Supplied material:
++++++++++++++++++++
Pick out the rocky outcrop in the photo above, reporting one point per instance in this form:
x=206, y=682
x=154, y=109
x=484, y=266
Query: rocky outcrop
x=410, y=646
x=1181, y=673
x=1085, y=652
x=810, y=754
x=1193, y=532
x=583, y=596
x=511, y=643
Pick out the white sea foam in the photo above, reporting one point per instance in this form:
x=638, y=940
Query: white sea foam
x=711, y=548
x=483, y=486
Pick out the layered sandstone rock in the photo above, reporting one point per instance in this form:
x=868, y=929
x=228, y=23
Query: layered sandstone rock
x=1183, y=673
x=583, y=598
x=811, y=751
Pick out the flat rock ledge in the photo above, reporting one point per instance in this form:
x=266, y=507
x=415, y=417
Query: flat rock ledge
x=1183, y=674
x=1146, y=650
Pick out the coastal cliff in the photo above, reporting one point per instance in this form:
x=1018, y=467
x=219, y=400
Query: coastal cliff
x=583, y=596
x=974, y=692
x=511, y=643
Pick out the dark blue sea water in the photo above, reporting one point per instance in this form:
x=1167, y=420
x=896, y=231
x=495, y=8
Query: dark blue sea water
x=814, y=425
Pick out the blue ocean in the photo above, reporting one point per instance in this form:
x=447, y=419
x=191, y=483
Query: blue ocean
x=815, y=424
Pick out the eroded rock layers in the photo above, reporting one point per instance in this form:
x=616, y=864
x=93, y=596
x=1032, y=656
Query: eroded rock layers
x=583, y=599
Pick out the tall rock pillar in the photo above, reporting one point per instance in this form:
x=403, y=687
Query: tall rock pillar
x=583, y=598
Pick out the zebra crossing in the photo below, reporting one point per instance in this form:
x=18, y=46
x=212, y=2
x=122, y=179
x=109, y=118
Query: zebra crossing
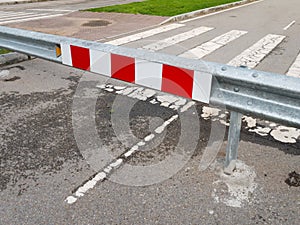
x=250, y=57
x=7, y=17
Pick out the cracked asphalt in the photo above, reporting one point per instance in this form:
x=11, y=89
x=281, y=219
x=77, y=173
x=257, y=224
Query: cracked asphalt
x=41, y=163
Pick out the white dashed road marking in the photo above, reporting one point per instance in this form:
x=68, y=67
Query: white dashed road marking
x=210, y=46
x=252, y=56
x=177, y=39
x=145, y=34
x=289, y=25
x=15, y=17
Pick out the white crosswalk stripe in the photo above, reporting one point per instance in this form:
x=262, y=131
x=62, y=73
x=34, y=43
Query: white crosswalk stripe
x=295, y=68
x=14, y=17
x=252, y=56
x=211, y=46
x=177, y=39
x=145, y=34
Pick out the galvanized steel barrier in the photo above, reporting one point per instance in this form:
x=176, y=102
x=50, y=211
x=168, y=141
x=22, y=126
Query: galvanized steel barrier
x=260, y=94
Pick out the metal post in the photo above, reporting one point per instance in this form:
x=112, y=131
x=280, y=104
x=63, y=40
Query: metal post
x=233, y=141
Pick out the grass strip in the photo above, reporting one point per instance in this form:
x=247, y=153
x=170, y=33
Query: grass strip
x=162, y=7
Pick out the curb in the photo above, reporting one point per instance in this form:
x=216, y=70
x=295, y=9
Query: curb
x=12, y=57
x=22, y=2
x=201, y=12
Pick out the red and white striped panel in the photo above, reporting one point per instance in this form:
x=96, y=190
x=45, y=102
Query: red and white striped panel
x=171, y=79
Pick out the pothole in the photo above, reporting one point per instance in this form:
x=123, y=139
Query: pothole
x=96, y=23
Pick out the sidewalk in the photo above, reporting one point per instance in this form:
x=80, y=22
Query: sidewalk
x=91, y=26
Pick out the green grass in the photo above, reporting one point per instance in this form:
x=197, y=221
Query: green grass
x=162, y=7
x=3, y=51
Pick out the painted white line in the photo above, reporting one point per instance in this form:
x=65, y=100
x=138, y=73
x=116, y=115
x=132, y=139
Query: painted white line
x=210, y=46
x=29, y=19
x=99, y=177
x=294, y=70
x=52, y=10
x=24, y=16
x=7, y=15
x=177, y=38
x=288, y=26
x=257, y=52
x=145, y=34
x=219, y=12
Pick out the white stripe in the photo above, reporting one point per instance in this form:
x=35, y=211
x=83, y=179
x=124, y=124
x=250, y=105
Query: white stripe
x=100, y=62
x=295, y=68
x=210, y=46
x=144, y=34
x=202, y=86
x=66, y=54
x=7, y=15
x=177, y=38
x=52, y=10
x=29, y=19
x=24, y=16
x=148, y=74
x=257, y=52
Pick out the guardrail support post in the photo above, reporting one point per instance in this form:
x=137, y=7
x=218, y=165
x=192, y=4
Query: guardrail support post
x=233, y=141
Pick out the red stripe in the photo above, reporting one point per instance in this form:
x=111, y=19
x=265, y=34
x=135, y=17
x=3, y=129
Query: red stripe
x=80, y=57
x=177, y=81
x=123, y=68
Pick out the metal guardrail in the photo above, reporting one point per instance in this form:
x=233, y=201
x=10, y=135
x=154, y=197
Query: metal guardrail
x=260, y=94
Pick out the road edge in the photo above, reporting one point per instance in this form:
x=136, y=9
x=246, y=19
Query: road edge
x=12, y=58
x=24, y=1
++++++++++++++++++++
Exercise details: Set down, word for word, only the lines running from the line with "Pick out the white stripe" to the last line of the listing above. Both of those lines belong in your answer.

Finished answer:
Pick out the white stripe in the photo above, reporting one point per instance in this form:
x=35, y=211
x=83, y=179
x=124, y=124
x=250, y=105
Query: white stripe
x=100, y=62
x=295, y=68
x=210, y=46
x=144, y=34
x=202, y=86
x=66, y=54
x=7, y=15
x=177, y=38
x=52, y=10
x=29, y=19
x=24, y=16
x=148, y=74
x=257, y=52
Pick out the guardrail support post in the photo above, reporting one point per instance in this form:
x=137, y=7
x=218, y=165
x=192, y=4
Query: guardrail support post
x=233, y=141
Pick out the red stripe in the photo above, reporting one point per instance in this form:
x=111, y=19
x=265, y=34
x=135, y=17
x=3, y=129
Query: red stripe
x=80, y=57
x=177, y=81
x=123, y=68
Pick out the metal guardrail in the photo above, reporting one point per instance in this form:
x=233, y=201
x=10, y=135
x=154, y=197
Query: metal guardrail
x=260, y=94
Pick out the road edge in the photo above, reporting one point per instance in this form:
x=136, y=9
x=246, y=19
Query: road edge
x=12, y=58
x=24, y=1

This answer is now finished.